Extracted records:
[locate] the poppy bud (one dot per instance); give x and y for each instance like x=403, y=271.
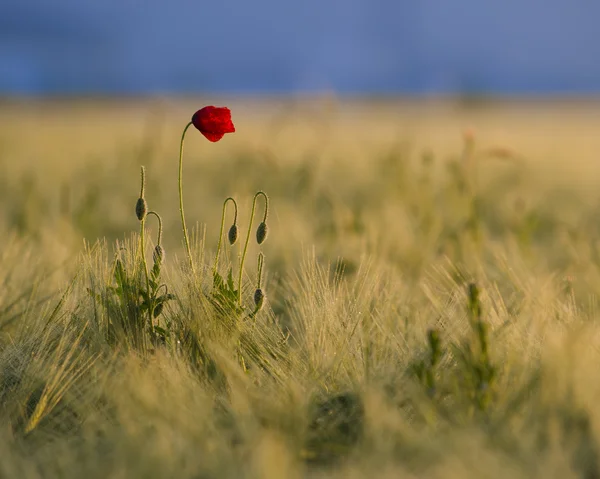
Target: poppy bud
x=233, y=234
x=261, y=233
x=159, y=254
x=259, y=298
x=141, y=208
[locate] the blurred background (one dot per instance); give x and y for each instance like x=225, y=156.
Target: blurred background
x=268, y=46
x=353, y=115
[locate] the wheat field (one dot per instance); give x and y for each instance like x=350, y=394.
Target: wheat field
x=431, y=277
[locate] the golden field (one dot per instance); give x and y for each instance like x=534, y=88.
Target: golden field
x=431, y=273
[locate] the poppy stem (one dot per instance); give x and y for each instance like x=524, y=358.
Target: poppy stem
x=260, y=193
x=142, y=240
x=185, y=234
x=222, y=227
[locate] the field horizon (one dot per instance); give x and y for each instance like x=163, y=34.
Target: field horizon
x=430, y=279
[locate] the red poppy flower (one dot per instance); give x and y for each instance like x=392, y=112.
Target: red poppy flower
x=213, y=122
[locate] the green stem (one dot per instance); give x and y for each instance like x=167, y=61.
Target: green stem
x=185, y=234
x=222, y=226
x=261, y=260
x=159, y=226
x=260, y=193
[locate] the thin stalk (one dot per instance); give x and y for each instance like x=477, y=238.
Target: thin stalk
x=159, y=226
x=185, y=234
x=222, y=227
x=260, y=193
x=142, y=240
x=261, y=260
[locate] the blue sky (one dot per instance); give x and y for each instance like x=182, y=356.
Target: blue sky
x=264, y=46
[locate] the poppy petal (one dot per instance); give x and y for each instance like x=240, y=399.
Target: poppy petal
x=213, y=122
x=214, y=137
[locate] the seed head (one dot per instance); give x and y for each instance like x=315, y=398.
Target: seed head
x=233, y=234
x=141, y=208
x=259, y=298
x=159, y=254
x=261, y=233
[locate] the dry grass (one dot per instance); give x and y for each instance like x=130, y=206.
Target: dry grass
x=382, y=215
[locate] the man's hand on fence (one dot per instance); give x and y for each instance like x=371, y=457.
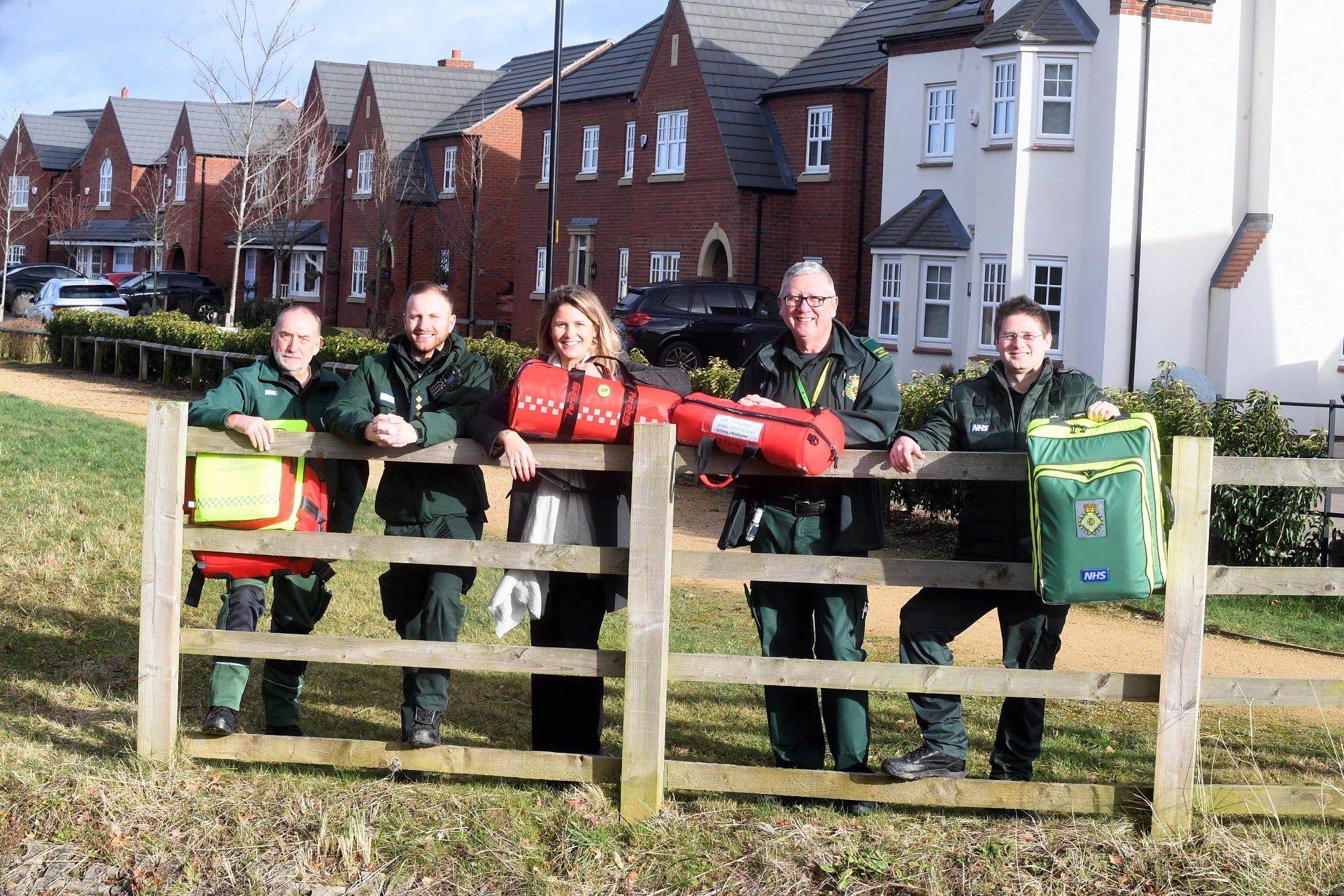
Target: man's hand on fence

Written exercise: Scale the rows from the line with "[locate] the seed" through the end of the rows, both included: give every line again, requests too, but multiply each x and y coordinate in the answers by 2.2 and round it to a whole number, halves up. Leave the pictures out.

Exercise response:
[locate] the seed head (one dot per instance); give x and y for each instance like x=315, y=398.
Target: seed head
x=513, y=515
x=310, y=458
x=570, y=656
x=350, y=559
x=574, y=513
[locate] the dry grass (one dot per instance); give x and y for each instance like x=130, y=206.
Target: dry grass
x=840, y=473
[locate] the man's hand on fence (one dot per instance); give x and y for each instance like x=371, y=457.
Target: man's hand on fence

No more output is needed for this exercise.